Which lines in the items below contain the word "window"? Pull out each one and copy it.
[Begin Extracted data]
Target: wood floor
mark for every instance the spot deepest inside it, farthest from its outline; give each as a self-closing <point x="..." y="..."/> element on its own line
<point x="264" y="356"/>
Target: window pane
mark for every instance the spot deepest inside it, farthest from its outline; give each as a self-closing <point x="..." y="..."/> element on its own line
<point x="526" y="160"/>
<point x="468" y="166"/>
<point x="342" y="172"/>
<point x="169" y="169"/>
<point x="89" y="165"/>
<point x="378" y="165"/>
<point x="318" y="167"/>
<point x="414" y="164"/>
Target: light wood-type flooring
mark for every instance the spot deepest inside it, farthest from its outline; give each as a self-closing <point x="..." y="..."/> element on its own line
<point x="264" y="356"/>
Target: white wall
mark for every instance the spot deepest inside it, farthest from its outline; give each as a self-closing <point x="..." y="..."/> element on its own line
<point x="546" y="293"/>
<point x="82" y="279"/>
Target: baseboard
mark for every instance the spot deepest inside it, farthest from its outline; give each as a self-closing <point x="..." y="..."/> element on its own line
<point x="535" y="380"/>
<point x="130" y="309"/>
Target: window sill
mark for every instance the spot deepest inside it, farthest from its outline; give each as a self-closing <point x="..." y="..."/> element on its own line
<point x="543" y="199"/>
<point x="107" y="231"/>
[End Extracted data]
[Begin Extracted data]
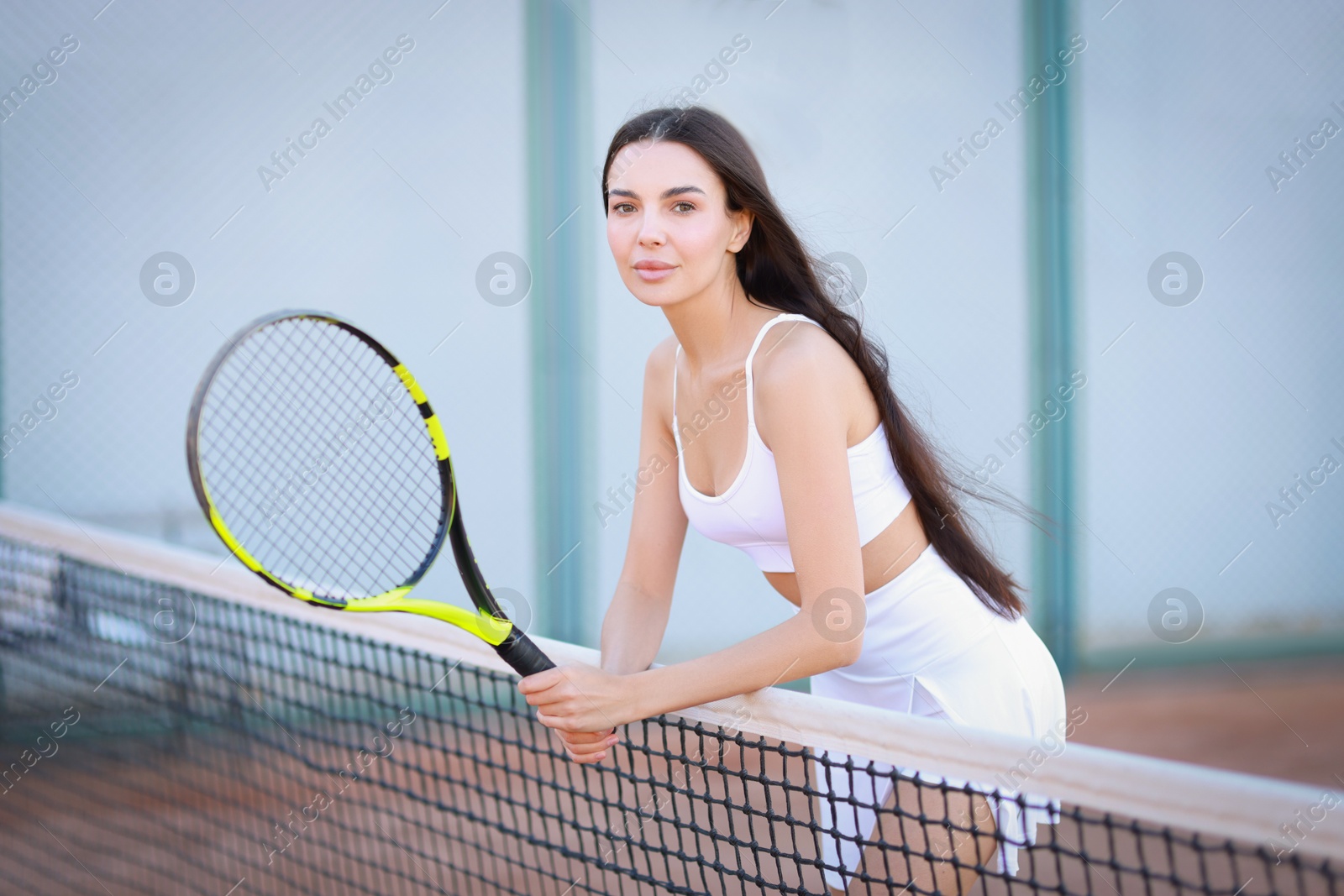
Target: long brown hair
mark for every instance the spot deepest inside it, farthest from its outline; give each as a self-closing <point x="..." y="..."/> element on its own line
[End Extracted data]
[Begin Extracted data]
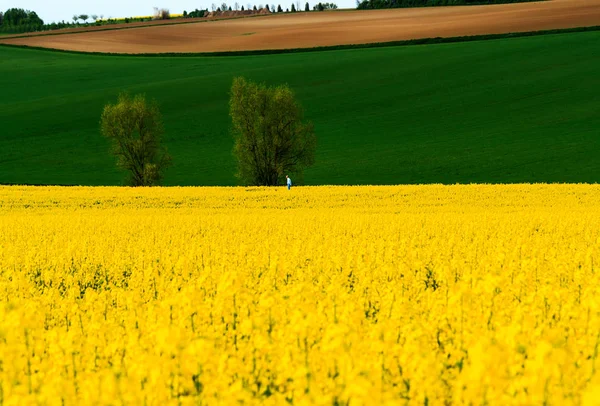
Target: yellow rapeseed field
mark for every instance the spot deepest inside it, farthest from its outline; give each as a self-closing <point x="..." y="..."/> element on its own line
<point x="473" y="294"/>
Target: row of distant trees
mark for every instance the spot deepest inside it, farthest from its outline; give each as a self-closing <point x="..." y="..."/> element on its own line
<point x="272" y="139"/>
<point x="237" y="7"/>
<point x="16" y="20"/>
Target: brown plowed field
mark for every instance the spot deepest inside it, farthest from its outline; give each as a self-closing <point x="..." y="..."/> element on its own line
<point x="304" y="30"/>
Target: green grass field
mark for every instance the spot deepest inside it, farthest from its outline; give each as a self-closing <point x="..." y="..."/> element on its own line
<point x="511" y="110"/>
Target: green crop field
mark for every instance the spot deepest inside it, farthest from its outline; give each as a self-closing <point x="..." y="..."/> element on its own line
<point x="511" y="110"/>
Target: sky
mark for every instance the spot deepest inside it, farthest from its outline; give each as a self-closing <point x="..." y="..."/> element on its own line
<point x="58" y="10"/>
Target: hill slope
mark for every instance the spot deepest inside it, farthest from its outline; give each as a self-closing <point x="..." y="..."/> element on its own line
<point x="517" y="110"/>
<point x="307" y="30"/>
[End Extracted data]
● **Output below**
Target: window pane
Target: window sill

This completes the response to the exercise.